**What you need to do**
Copy the stretch from the line containing "Reviewer note: check that every instance of the cloud" through the end of the items, substituting "marker" for "keypoint" and leaving everything else unchanged. Return only those lines.

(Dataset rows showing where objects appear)
+ + + + + + +

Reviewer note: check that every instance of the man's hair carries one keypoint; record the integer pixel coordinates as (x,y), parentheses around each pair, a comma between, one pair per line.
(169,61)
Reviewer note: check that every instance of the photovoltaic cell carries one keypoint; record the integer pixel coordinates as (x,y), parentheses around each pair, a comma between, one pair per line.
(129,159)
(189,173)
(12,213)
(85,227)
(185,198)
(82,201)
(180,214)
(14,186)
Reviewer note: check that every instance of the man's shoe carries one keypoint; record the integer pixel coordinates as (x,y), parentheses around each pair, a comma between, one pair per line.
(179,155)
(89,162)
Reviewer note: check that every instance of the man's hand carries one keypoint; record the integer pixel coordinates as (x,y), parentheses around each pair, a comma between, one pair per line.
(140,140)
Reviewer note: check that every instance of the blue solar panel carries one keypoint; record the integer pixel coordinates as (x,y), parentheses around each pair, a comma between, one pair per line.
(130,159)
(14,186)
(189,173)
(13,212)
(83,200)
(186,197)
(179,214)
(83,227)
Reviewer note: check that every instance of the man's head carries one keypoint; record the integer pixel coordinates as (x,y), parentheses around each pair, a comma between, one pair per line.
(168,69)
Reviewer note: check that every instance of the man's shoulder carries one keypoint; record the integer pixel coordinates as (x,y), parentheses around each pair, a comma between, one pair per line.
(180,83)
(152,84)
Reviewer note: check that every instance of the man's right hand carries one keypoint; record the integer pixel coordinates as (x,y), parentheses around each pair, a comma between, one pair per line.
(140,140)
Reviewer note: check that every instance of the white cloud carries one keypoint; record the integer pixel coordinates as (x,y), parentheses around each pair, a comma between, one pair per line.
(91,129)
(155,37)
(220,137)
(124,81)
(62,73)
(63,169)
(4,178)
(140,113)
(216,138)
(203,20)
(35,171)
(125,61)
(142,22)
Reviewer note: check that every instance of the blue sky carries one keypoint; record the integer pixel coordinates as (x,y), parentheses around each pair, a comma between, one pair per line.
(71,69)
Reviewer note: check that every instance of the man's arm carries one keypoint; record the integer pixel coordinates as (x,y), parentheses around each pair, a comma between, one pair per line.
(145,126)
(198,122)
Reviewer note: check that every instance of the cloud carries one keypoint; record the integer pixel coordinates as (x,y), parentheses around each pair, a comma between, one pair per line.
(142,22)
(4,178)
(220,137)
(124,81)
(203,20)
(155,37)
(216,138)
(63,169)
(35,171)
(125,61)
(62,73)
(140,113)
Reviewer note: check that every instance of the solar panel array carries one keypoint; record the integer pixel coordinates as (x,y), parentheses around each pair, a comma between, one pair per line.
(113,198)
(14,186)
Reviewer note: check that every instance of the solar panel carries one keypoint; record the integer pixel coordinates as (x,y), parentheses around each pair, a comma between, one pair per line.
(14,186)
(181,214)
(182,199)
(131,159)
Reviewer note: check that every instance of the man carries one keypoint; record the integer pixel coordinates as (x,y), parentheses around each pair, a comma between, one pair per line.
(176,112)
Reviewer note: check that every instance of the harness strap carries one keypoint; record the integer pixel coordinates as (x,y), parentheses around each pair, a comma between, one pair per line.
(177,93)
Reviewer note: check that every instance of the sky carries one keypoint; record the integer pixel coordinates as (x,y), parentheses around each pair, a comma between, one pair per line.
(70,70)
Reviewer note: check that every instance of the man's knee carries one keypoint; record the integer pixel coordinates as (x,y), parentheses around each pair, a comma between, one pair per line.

+ + + + + + +

**Full response**
Reviewer note: check that every instance of the cloud carries one marker; record the integer pixel coordinates as (x,y), parentheses around each pair, a comma between, one pair per line.
(142,22)
(4,178)
(220,137)
(124,81)
(203,20)
(155,37)
(216,138)
(63,169)
(35,171)
(125,61)
(62,73)
(140,113)
Reviewer note: check that every instance of the solar panel array carries one marker; record the integer pixel coordinates as (x,y), parentheses around each pair, a comma between, one pair per line.
(113,198)
(14,186)
Reviewer note: check that every instance of the solar panel carries one marker; record the integer pixel coordinates as (x,y), parentheses around each pair, a comma between, one pair per line.
(14,186)
(181,214)
(182,199)
(131,159)
Reviewer note: check that every instance of the man carries one marker; record the integer pixel coordinates as (x,y), parentheses around each pair, a comma between, one pair per line.
(176,112)
Reviewer note: check that every instance of the harness strap carries one marker; record the integer pixel coordinates as (x,y), parentheses around each pair, a comma between, one pair per line.
(177,93)
Reviewer note: check that every instance of the sky carries one marker; record the integer pixel coordinates as (x,y), parentheses around each pair, a comma between, one pair per line.
(70,70)
Reviewer note: check that every instance of the man's knee carries one marker; record the integer pixel coordinates as (x,y), parentheses around each pair, a comma between, one pair per line.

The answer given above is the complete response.